#### Instruction
Please rewrite the material from the line containing "[mark] the player being" through the end of the material, both ends included, keeping every line and offsetting each x and y coordinate by adding 36.
○ ○ ○ ○ ○ ○ ○
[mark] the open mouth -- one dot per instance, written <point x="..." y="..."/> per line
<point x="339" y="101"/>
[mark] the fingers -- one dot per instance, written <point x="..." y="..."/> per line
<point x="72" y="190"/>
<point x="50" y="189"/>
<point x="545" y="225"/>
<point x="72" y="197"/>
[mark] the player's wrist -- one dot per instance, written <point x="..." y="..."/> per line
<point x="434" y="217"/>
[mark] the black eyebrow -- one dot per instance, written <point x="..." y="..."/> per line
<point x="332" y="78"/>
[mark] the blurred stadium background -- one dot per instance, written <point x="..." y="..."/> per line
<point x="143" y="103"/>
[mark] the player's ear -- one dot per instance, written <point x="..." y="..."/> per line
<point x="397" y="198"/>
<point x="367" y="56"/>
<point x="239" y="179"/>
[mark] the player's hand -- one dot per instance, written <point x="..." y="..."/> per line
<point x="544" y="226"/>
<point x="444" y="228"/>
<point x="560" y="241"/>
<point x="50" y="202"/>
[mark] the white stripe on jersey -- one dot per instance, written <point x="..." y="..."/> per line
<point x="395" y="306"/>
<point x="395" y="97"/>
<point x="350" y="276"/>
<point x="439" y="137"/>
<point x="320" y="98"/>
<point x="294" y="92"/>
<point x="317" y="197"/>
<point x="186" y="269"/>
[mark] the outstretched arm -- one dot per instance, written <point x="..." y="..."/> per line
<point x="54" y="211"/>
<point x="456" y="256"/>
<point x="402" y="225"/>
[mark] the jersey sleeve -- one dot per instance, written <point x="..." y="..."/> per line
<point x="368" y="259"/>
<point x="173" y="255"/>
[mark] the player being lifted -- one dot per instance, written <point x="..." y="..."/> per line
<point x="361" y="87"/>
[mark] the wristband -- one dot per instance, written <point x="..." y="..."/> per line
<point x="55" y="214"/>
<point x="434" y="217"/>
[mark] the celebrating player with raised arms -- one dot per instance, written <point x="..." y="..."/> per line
○ ○ ○ ○ ○ ○ ○
#### Output below
[mark] the player being lifted -- one dot per instance, written <point x="..." y="..."/> per line
<point x="397" y="123"/>
[mark] the wristband -- one dot per instance, written <point x="..." y="..."/> per line
<point x="91" y="250"/>
<point x="470" y="253"/>
[mark] the celebrating player with raised arms -- one dot per instance, written <point x="..." y="..."/> per line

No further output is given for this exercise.